**Text excerpt**
- Opening Delimiter -

Daily Calls

On Mondays, we will write about the importance of “connection” in our lives and how we can establish and keep connections.

It was reported last month that 4 prominent men in the political field connect with each other daily on a morning phone call: George Stephanopolous, James Carville, Paul Begala and White House Chief of Staff, Rahm Emanual.  They are good friends and have done this for years.  While many conservative bloggers and commentators have derided these conversations as inappropriate “strategy sessions”, I am not interested in that aspect of the story.  

I am fascinated however by the fact that these friends talk virtually every day.  As I write often about the importance of connection, I was struck by how these men value their connection with each other.  To touch base with others who understand you and your circumstances and don’t just think they know you is critical to a sense of well being (happiness even ?).  This is why it seems that it was so important for President Obama to keep his Blackberry — to stay connected to those who knew him  before he was President and to maintain some form of normalcy.    

I think these stories are good reminders of the importance of connection.  I have always had a good relationship with my sister and after I moved to a different city from her 6 years ago (I am still not forgiven for this), the importance of staying connected took on new meaning for us.  She was a true lifeline for me as I was trying to figure out what to do with a newborn baby.  It wasn’t that she had the answers (she didn’t), but she knew me before I had my son and gave me the connection I needed to talk about fashion, entertainment, or just nothing. I used to call her everyday.  

As we have both changed and she has also had children (twins!), our time commitments have sometimes made our phone calls take a back seat to other things. This last month, I think we went almost two weeks without talking.  I was feeling disconnected and simply missing her.  After seeing the story about the Chief of Staff connecting every day with his friends, I decided surely my sister and I could connect more often.  So, we have reinstituted the “daily call.”  We’ll see how long it lasts, but just knowing we will try makes me happy.


Posted under Connecting, Happiness Project

This post was written by Lena on February 2, 2009

No Matter What

On Mondays, we will write about the importance of “connection” in our lives and how we can establish and keep connections.

- Closing Delimiter -

**Explore the material**
(A) List every person the blog excerpt names as taking part in the daily morning phone call.
(B) According to the blog excerpt, how many years ago did the writer move to a different city from the sister?
(C) Write the next part of the blog excerpt, picking up right after its final sentence.

**Records provided**
- Opening Delimiter -

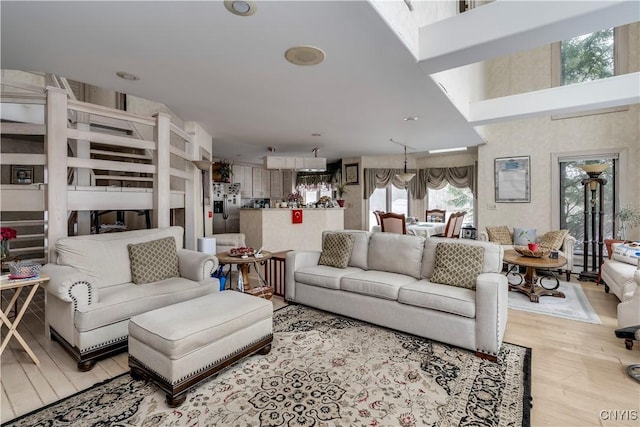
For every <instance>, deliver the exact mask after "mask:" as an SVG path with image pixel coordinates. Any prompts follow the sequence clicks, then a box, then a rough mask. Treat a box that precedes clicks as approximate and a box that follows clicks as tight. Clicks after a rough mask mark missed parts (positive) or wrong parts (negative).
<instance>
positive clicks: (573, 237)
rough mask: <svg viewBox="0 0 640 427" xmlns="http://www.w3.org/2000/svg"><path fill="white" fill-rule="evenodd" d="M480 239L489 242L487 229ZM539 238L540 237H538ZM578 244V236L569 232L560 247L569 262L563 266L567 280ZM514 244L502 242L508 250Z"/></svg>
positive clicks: (540, 234)
mask: <svg viewBox="0 0 640 427" xmlns="http://www.w3.org/2000/svg"><path fill="white" fill-rule="evenodd" d="M513 231H514V230H513V229H510V233H511V242H513V241H514V239H515V237H517V236H515V237H514V235H513ZM543 235H544V233H543V234H539V235H538V237H541V236H543ZM478 240H480V241H483V242H489V241H490V240H489V235H488V234H487V232H486V231H480V232H479V233H478ZM536 240H539V239H536ZM575 245H576V238H575V237H573V236H571V235H569V234H567V235H566V236H565V237H564V240H563V242H562V246H561V247H560V249H558V253H559V254H560V255H561V256H563V257H565V258H566V260H567V264H566V265H565V266H564V267H563V271H564V273H565V275H566V278H567V282H569V281H571V271H572V270H573V250H574V247H575ZM513 247H514V245H513V244H509V245H507V244H502V248H503V249H504V250H505V251H506V250H509V249H513Z"/></svg>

- Closing Delimiter -

**Answer section**
(A) George Stephanopolous, James Carville, Paul Begala, and Rahm Emanual

(B) Six years ago.

(C)
One of my favorite ways to connect with my son is through reading.  The physical act of sitting together or lying in bed to read automatically brings us closer.   In addition, the books and stories themselves will often bring you closer through their message or the shared experience of following the characters.  One of the best books I would read over and over again  to my son from 6 mos to about 4 years was “No Matter What”  by Debi Gliori.  

It is a book about the love between parent and child (or “Small and Large”) and is told in a simple, fun and peaceful way.  The reassurance that a child will be loved even when he acts inappropriately is a wonderful message and this author tells it in a way that made it great fun for us over and over again.  I still ask my son if he is feeling “grim and grumpy” and even if he is, he knows I still love him — no matter what.

Posted under Connecting, Happiness Project, Kid Gifts

This post was written by Lena on January 26, 2009

We Will Transcend

A funny, touching and true reading by Kelly Corrigan, author of The Middle Place.

Posted under Connecting

This post was written by Lena on January 6, 2009

Reindeer Cookies Do it All!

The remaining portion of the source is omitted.